== Testo fornito

In quella che sembrava una sala da ballo i divani erano stati accostati alle pareti per accogliere almeno due dozzine di bimbette che parlavano, ricamavano o giocavano con bambole di pezza, sotto lo sguardo vigile di due istitutrici.
Gustìn seppe subito chi erano perché le loro tonache azzurre a Torino erano inconfondibili. Poco più di vent’anni prima, la moglie del senatore Perracchino aveva fondato un orfanotrofio femminile in via Doragrossa, affidandolo alla tutela dei Gesuiti. I torinesi chiamavano quelle orfanelle “perracchine”.(La Città dell’Assedio)
Il protagonista della mia serie di libri ambientati nella Torino di inizio 1700, Augusto Graziadei detto Gustìn, è un orfano. Lo si intuisce sicuramente dal cognome (dal latino “la Grazia di Dio”), e alla sua esperienza si allude in diverse occasioni durante la storia.
Ma com’era la situazione degli orfanelli a Torino nel periodo che lo riguarda, ossia la seconda metà del 1600?
Il problema degli esposti, ossia dei bambini abbandonati, era una piaga nella capitale del Ducato come in tutto il resto d’Italia. I casi erano tanto numerosi che nel 1653 la Città di Torino chiese e ottenne il permesso dal Duca Carlo Emanuele II il permesso di “marcare” i trovatelli per poterli tenere sotto controllo ed evitare che sedicenti nutrici, povere quanto i genitori, si facessero affidare gli orfanelli per ottenere le sovvenzioni previste (una pensione mensile, “e fascie, e pezze e panine” che facevano le veci degli attuali pannolini) e poi li abbandonassero di nuovo, perfino per strada. Marcare significa proprio quello che state pensando, sì: fare un marchio, spesso incidendolo sulla pelle con una lama. Quest’opera di vera e propria stigmatizzazione seguì l’esempio di Roma e di altre grandi città afflitte dallo stesso problema.

====
== Righe del dataset

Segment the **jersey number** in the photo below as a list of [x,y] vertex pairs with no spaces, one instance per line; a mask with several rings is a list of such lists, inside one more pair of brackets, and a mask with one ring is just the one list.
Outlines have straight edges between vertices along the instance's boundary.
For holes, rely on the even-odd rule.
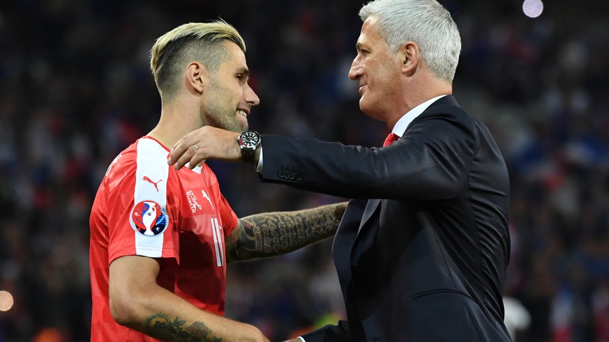
[[216,217],[211,218],[211,231],[213,233],[213,246],[216,247],[216,264],[218,267],[224,266],[224,247],[222,245],[224,236]]

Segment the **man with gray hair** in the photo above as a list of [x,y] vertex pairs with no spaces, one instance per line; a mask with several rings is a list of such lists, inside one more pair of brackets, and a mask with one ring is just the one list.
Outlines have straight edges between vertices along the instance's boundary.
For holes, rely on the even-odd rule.
[[[349,77],[362,111],[391,130],[384,147],[262,135],[254,153],[263,181],[354,199],[333,246],[347,319],[299,339],[509,341],[509,180],[488,129],[451,95],[457,26],[435,0],[375,0],[359,14]],[[169,162],[240,160],[239,137],[193,132]]]

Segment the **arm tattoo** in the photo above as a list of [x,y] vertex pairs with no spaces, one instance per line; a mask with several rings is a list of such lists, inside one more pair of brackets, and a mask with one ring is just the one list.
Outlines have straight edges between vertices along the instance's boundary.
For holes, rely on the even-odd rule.
[[144,323],[144,332],[160,341],[179,342],[221,342],[222,339],[216,337],[211,329],[202,322],[193,322],[186,326],[186,320],[177,317],[172,321],[165,313],[155,313],[146,318]]
[[283,254],[336,233],[346,203],[304,210],[265,212],[239,219],[226,238],[229,262]]

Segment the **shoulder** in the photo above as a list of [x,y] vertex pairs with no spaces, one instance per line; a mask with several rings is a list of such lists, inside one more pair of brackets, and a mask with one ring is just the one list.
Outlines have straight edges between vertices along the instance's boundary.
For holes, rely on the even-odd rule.
[[156,140],[140,138],[110,163],[104,181],[110,188],[126,181],[135,183],[143,180],[153,184],[162,179],[167,182],[170,176],[175,173],[167,164],[168,155],[169,150]]

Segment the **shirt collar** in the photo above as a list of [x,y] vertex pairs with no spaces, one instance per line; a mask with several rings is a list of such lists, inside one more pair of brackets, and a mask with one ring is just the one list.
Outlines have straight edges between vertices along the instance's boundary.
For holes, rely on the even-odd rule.
[[410,123],[412,123],[413,120],[416,118],[417,116],[419,116],[419,115],[421,115],[421,113],[425,111],[425,109],[427,109],[427,107],[430,106],[432,103],[435,102],[440,98],[444,98],[444,96],[446,95],[441,95],[439,96],[436,96],[435,98],[428,100],[427,101],[410,109],[408,113],[404,114],[404,116],[400,118],[400,120],[398,120],[398,122],[396,123],[396,125],[393,126],[393,130],[391,131],[391,132],[401,137],[403,135],[404,135],[404,132],[406,132],[406,129],[408,128],[408,125],[410,125]]

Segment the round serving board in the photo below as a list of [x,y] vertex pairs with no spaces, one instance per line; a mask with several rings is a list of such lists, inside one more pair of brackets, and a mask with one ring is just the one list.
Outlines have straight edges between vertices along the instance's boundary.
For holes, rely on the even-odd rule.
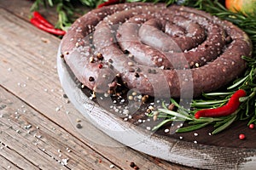
[[[168,134],[165,128],[153,133],[125,122],[91,100],[60,56],[59,50],[57,69],[65,94],[83,116],[111,138],[138,151],[184,166],[204,169],[254,169],[256,129],[249,129],[246,122],[235,122],[216,135],[209,135],[211,127],[178,134]],[[240,133],[246,134],[246,139],[240,140]]]

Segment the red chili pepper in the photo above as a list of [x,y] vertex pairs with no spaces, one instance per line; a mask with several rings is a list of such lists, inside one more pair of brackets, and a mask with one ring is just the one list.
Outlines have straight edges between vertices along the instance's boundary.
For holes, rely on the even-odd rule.
[[49,28],[48,26],[46,26],[45,25],[42,24],[42,22],[40,22],[38,19],[36,18],[32,18],[30,20],[30,22],[34,25],[35,26],[37,26],[38,28],[45,31],[51,34],[55,34],[57,36],[64,36],[66,34],[65,31],[60,30],[60,29],[56,29],[56,28]]
[[197,111],[195,114],[195,118],[200,117],[219,117],[234,113],[240,105],[239,98],[245,97],[246,92],[242,89],[237,90],[230,99],[229,102],[221,107],[214,109],[205,109]]
[[52,24],[50,24],[45,18],[44,18],[38,11],[33,12],[33,18],[38,19],[38,21],[40,21],[43,25],[44,25],[47,27],[55,28],[55,26]]
[[113,4],[116,4],[116,3],[125,3],[125,0],[108,0],[107,2],[102,3],[101,4],[99,4],[97,6],[98,8],[104,7],[104,6],[108,6],[108,5],[113,5]]

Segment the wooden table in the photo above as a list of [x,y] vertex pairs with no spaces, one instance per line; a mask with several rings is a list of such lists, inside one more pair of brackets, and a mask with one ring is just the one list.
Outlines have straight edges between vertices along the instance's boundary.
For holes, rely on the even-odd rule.
[[[61,39],[29,23],[31,5],[0,1],[0,169],[192,169],[133,150],[80,116],[59,81]],[[42,12],[56,20],[54,9]]]

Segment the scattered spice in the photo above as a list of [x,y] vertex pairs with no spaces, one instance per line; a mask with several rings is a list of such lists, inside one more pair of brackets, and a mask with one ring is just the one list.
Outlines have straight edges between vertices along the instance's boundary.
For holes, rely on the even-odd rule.
[[239,139],[243,140],[243,139],[245,139],[246,136],[245,136],[245,134],[241,133],[241,134],[239,134],[238,138],[239,138]]
[[99,69],[102,69],[102,68],[103,67],[103,65],[100,64],[100,65],[98,65],[98,67],[99,67]]
[[195,114],[195,117],[199,119],[200,117],[219,117],[229,116],[234,113],[240,105],[239,98],[245,97],[246,92],[242,89],[237,90],[230,99],[229,102],[221,107],[214,109],[205,109],[197,111]]
[[76,127],[77,127],[77,128],[79,128],[79,129],[80,129],[80,128],[83,128],[83,126],[82,126],[80,123],[78,123]]
[[254,128],[254,124],[253,124],[253,123],[249,124],[249,128],[253,129]]
[[97,59],[100,60],[103,60],[103,59],[104,59],[102,54],[101,54],[101,53],[98,53],[96,56],[97,56]]
[[94,77],[93,77],[93,76],[90,76],[90,77],[89,77],[89,81],[90,81],[90,82],[93,82],[93,81],[94,81]]

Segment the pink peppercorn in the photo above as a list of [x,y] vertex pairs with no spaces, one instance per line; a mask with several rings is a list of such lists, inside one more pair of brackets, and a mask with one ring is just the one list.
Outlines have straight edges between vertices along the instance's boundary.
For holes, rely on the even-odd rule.
[[245,139],[245,135],[243,133],[239,134],[239,139],[243,140]]
[[99,65],[99,69],[102,68],[103,65],[102,64]]
[[253,128],[254,128],[254,124],[253,124],[253,123],[250,124],[250,125],[249,125],[249,128],[253,129]]

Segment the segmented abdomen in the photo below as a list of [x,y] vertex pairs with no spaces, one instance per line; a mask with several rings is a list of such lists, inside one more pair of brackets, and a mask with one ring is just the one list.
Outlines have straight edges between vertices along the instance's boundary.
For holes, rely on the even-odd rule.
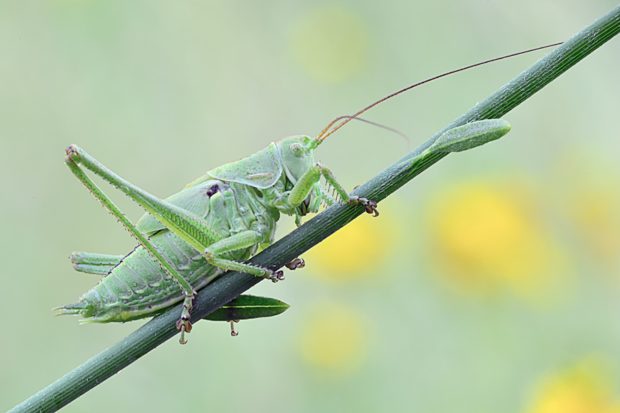
[[[168,230],[151,236],[151,241],[196,290],[224,273]],[[82,313],[85,317],[93,317],[87,321],[105,323],[152,317],[183,299],[176,282],[140,246],[80,301],[89,304]]]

====

### [Compiti]
#1 Indica se le affermazioni (a), (b) e (c) concordano con il testo sugli orfani a Torino, rispondendo sì o no e citando esattamente le parole del testo che lo decidono. (a) L'orfanotrofio femminile di via Doragrossa fu affidato ai Gesuiti. (b) Il cognome Graziadei deriva dal latino e significa "la Grazia di Dio". (c) La pratica di marcare i trovatelli nacque a Torino e fu poi imitata da Roma.
#2 Nel testo sugli orfani a Torino, con quale nome i torinesi chiamavano le orfanelle dell'orfanotrofio di via Doragrossa?

### [Risultati]
#1
(a) Sì: "affidandolo alla tutela dei Gesuiti".
(b) Sì: "(dal latino “la Grazia di Dio”)".
(c) No: "seguì l’esempio di Roma e di altre grandi città afflitte dallo stesso problema".

#2 Le chiamavano “perracchine”.